Lesetext
────────────────
Berlin (taz) - Die DDR-Außenpolitik werde „den spezifischen Erfahrungshorizont und die geographischen und geschichtlichen Bedingungen der DDR in den Vereinigungsprozeß einbringen“, sagte Außenminister Markus Meckel gestern. Wie die Rede Vaclav Havels in Straßburg gezeigt habe, kämen die heutigen Regierungen Osteuropas aus einem „gemeinsamen geistigen Klima“, dem der Opposition, und teilten einen „gemeinsamen geistigen Horizont“.

Beim Prozeß der Vereinigung beider deutscher Staaten müßten auch die Sicherheitsinteressen des Ostens gebührend berücksichtigt werden. Dazu gehört aus Sicht der DDR -Regierung, daß die polnische Westgrenze entsprechend den Vorschlägen Polens vertraglich anerkannt wird.
────────────────
Bereitgestelltes Material

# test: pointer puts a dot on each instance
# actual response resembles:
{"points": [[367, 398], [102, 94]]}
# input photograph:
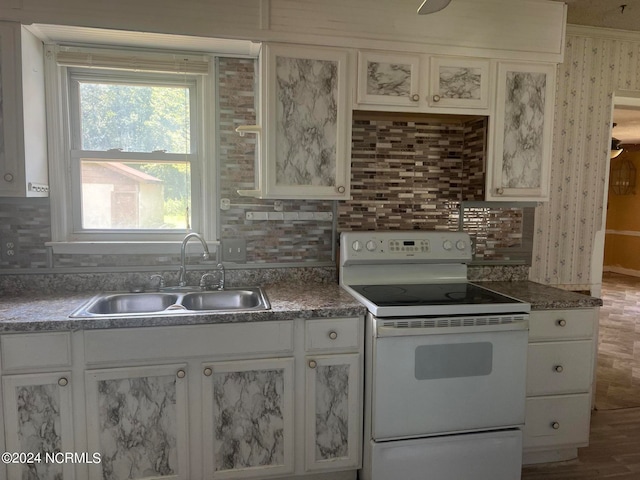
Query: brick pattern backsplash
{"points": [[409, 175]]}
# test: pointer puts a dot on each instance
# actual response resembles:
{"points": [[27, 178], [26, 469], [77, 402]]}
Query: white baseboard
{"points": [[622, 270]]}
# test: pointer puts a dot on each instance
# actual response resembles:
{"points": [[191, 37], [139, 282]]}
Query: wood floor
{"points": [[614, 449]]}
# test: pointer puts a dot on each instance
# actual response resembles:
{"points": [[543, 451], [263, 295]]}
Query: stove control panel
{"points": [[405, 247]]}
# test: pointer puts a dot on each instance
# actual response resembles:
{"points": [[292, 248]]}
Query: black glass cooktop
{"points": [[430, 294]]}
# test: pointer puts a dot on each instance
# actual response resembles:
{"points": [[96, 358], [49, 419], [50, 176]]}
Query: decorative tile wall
────────────────
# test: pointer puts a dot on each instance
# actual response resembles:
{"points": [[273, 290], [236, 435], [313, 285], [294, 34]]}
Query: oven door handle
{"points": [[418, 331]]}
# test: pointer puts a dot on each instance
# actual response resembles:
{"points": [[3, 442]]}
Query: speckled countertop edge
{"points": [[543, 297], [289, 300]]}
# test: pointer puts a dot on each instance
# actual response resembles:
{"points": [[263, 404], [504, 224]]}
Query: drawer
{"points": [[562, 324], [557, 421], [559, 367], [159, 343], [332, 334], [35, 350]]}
────────────────
Ziele
1) Worauf stützt Meckel im Lesetext die Aussage, die heutigen Regierungen Osteuropas teilten einen „gemeinsamen geistigen Horizont“? Antworte in ein bis drei Sätzen.
2) Führe den Artikel über Meckels Äußerungen zur DDR-Außenpolitik nach seinem letzten Satz fort.

Antworten
1) Er beruft sich auf die Rede Vaclav Havels in Straßburg. Sie habe gezeigt, dass diese Regierungen aus einem „gemeinsamen geistigen Klima“ kämen, nämlich dem der Opposition.

2)
Meckel meinte zu diesem Punkt außerdem, daß es „fatal“ wäre, wenn Deutschland durch die vier Siegermächte gezwungen werden müßte, diese Grenze anzuerkennen. Hinsichtlich der Vier-plus-zwei-Verhandlungen wiederholte Meckel die Ablehnung des Schewardnadse-Vorschlages, innere und äußere Aspekte der Vereinigung getrennt zu behandeln. Die Sicherheitsinteressen der UdSSR müßten dennoch respektiert werden, bis ein gesamteuropäisches Sicherheitssystem besteht. Für den DDR-Außenminister gehört dazu eine Änderung der geltenden Doktrin und der Bewaffung der Nato. Hinsichtlich tatsächlicher Veränderungen in diesem Bündnis, dem das künftige vereinigte Deutschland angehören werde, behauptete Meckel optimistisch zu sein. Zugleich erklärte er aber, daß zu seinen „Befürchtungen“ gehöre, daß es statt tatsächlicher Abrüstung zu einer bloßen Verlagerung von nuklear bestückten Mittelstreckenraketen vom Boden in die Luft käme. Das wäre ein „Unterlaufen des INF-Abkommens“. Auf die Frage, welche Konsequenzen es hätte, wenn es nicht zu einer tatsächlichen Veränderung der Nato-Politik kommen sollte, mochte Meckel nicht mehr antworten, als daß er „sicher“ sei, daß sie eintreten würde.